BEGIN Record extracts
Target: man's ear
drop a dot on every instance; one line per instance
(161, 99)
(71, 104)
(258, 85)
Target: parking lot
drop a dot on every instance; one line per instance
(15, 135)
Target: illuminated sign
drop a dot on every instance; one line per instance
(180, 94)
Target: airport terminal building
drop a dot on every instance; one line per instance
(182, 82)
END Record extracts
Task directions — Swap "instance" for "occurrence" in the stretch from the line containing "Target: airport terminal building" through the end of the material, and give those lines again with everything else unchanged.

Result for this task —
Target: airport terminal building
drop a dot on every occurrence; one line per occurrence
(182, 82)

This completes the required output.